- [Prompt]: Because the material must match the original, reproduce every line of it exactly.

- [Given records]:

--------------------------------

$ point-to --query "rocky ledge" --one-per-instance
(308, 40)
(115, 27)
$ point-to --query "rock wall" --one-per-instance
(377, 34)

--------------------------------

- [Solved problem]:
$ point-to --query "rocky ledge" --one-per-instance
(308, 40)
(115, 27)
$ point-to --query "rock wall" --one-per-instance
(377, 34)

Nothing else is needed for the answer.